[Stored items from a collection]
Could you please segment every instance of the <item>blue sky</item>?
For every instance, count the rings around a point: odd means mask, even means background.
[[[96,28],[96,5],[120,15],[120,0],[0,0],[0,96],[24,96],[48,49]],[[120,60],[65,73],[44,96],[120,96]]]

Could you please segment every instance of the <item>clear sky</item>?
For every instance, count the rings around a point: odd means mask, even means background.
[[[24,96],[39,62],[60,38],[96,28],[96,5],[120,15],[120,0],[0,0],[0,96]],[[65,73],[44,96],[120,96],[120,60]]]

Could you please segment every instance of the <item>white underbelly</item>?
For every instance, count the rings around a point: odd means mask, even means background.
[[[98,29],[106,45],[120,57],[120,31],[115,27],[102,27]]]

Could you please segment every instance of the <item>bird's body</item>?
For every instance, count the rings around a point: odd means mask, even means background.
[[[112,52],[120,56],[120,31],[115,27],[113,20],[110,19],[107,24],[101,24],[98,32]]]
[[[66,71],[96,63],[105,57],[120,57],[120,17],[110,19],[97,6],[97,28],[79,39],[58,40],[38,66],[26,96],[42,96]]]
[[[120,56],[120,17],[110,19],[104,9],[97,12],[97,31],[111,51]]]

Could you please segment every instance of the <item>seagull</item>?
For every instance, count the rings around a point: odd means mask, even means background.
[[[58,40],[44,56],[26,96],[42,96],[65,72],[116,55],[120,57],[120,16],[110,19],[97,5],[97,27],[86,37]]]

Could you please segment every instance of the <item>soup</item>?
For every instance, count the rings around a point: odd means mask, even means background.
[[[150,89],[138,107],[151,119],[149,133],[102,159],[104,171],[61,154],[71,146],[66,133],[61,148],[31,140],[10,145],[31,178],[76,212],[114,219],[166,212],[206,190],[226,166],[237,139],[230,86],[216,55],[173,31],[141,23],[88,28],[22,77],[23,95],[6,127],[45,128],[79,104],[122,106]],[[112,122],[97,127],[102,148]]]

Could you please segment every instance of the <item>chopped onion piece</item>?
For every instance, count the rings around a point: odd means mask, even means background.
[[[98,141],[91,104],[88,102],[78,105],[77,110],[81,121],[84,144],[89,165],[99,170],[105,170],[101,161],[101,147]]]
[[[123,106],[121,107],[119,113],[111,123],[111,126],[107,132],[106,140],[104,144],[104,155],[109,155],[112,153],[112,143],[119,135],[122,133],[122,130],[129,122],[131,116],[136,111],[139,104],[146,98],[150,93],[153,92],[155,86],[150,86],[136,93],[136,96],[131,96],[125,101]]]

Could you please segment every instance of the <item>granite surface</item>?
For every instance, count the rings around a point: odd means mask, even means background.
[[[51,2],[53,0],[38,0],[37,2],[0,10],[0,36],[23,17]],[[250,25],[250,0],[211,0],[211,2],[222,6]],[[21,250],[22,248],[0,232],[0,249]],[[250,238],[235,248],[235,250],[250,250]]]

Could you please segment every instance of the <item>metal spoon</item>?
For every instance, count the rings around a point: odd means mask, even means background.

Task brief =
Answer with one number, namely how many lines in the records contain the string "please".

Response below =
9